# Input records
--------------------------------

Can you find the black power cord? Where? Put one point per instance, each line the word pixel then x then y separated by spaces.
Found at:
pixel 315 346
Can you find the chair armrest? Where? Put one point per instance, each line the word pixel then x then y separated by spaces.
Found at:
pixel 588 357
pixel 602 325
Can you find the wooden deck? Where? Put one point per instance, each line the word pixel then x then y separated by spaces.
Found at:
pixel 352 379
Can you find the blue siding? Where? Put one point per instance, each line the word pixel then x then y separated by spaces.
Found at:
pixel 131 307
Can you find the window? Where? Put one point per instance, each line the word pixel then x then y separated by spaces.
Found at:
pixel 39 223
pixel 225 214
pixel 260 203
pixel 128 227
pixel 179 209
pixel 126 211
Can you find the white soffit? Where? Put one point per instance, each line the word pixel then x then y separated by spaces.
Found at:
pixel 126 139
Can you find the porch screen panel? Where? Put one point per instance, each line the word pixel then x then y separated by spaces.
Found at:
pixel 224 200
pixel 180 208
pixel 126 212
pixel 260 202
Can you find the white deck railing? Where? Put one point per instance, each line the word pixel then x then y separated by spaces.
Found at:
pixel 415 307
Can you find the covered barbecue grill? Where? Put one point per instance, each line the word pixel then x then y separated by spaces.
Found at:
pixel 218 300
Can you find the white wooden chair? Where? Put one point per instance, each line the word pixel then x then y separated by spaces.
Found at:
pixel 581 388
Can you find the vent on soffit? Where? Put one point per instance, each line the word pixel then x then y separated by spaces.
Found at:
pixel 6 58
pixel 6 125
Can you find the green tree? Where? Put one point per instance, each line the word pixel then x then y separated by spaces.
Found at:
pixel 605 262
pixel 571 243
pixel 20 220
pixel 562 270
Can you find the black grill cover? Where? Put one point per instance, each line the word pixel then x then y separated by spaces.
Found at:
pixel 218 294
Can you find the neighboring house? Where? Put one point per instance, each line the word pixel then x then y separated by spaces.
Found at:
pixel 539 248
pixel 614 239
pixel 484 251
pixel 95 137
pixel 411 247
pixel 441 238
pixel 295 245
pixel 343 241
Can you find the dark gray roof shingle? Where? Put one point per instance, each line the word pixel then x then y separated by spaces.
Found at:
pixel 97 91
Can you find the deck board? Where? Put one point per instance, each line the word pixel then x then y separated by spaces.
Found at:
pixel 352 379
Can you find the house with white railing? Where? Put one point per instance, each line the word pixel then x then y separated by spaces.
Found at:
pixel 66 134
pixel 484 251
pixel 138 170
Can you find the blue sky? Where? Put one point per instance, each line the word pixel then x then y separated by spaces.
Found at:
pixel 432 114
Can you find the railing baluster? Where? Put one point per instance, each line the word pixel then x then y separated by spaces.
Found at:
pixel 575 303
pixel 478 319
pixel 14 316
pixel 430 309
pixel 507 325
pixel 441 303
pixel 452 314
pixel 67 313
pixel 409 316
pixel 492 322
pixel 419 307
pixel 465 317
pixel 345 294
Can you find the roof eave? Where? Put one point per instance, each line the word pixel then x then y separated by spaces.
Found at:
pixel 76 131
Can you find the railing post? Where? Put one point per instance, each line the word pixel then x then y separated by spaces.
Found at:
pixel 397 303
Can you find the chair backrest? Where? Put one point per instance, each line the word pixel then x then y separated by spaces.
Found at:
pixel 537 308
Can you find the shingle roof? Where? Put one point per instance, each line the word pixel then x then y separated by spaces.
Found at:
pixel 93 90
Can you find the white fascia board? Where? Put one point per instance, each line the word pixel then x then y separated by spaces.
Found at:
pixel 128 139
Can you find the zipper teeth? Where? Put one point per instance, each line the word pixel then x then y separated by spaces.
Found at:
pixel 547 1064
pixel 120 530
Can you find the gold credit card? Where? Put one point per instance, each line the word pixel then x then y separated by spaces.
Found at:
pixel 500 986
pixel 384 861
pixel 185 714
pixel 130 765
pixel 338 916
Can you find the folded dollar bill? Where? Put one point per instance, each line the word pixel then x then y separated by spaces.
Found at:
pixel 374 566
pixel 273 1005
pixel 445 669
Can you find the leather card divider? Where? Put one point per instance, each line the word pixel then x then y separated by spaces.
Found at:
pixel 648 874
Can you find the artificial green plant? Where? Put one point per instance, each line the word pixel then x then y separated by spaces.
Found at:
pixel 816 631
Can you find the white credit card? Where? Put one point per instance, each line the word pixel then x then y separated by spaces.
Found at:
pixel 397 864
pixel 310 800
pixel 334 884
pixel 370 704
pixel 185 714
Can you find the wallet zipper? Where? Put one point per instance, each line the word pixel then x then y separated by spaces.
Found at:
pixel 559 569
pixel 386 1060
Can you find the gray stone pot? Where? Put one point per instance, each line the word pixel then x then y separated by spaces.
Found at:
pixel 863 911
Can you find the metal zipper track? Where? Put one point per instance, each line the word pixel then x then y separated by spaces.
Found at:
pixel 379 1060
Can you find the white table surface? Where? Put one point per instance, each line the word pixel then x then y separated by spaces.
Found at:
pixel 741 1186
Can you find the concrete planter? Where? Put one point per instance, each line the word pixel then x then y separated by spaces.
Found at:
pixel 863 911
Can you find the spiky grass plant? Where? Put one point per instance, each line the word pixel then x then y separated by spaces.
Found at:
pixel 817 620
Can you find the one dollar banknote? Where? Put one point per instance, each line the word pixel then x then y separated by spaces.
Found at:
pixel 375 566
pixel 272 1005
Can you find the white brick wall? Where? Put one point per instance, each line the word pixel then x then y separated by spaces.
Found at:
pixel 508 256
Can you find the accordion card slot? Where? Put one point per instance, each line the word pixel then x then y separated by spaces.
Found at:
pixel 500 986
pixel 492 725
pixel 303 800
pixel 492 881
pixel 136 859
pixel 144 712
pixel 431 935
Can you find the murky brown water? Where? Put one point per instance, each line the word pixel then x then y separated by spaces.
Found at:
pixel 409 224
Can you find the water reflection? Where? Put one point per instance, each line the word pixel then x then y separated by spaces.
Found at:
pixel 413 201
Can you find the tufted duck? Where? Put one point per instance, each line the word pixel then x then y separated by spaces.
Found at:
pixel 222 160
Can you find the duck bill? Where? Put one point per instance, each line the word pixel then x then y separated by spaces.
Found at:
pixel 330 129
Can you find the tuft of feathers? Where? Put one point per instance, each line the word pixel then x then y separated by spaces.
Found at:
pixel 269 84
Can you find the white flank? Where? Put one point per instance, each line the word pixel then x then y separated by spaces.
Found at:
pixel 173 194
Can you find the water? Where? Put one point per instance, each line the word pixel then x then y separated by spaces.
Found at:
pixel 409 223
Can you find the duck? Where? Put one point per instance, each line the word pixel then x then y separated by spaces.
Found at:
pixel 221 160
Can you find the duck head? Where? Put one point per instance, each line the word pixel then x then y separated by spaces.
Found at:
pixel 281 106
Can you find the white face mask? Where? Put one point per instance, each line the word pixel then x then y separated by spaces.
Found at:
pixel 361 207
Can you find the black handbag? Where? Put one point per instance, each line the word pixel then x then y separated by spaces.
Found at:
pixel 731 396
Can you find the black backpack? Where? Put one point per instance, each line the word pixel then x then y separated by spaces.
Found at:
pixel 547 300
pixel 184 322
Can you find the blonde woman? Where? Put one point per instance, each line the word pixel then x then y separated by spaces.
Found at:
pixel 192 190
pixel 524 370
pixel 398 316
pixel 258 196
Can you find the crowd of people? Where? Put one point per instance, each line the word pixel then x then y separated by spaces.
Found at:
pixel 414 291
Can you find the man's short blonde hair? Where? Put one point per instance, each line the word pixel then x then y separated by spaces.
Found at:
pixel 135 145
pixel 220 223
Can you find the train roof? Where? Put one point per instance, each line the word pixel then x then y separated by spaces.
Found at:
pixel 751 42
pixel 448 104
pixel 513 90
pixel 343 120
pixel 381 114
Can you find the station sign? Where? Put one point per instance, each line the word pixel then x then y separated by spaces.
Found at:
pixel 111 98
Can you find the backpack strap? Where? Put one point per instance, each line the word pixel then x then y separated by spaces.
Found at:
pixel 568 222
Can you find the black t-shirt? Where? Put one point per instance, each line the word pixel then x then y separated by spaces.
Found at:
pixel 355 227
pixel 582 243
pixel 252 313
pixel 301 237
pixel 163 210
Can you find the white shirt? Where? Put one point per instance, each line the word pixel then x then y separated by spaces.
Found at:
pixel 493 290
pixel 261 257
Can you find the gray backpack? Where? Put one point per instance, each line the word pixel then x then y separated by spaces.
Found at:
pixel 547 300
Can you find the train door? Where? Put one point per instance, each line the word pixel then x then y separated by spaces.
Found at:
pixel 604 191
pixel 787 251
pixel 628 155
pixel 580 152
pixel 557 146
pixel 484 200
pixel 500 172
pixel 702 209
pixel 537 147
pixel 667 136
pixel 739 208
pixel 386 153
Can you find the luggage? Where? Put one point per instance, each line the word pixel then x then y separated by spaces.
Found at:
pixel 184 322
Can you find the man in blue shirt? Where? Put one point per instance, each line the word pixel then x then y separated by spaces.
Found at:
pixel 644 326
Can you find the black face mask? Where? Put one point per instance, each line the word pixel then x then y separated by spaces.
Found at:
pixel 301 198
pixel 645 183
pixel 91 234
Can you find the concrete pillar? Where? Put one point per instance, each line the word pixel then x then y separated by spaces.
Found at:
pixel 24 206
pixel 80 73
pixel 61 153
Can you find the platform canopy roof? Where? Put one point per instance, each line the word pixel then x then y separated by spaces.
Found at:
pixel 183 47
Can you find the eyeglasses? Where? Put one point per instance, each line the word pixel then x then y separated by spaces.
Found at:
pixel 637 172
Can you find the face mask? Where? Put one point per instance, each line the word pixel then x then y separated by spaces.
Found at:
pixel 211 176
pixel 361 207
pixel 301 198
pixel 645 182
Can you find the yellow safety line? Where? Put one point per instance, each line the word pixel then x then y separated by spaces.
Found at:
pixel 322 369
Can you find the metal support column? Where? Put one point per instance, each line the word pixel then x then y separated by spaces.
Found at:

--------------------------------

Edit the portion of the data that opens with the line containing "Can you find the porch" and closes with the line containing "pixel 260 202", replacing "porch screen panel" with "porch window screen" and leaving everything else unchanged. Return only those lines.

Can you find the porch window screen? Where? Put one point per instance, each line the word pixel then x then y separated by spaces.
Found at:
pixel 224 200
pixel 180 208
pixel 126 212
pixel 260 202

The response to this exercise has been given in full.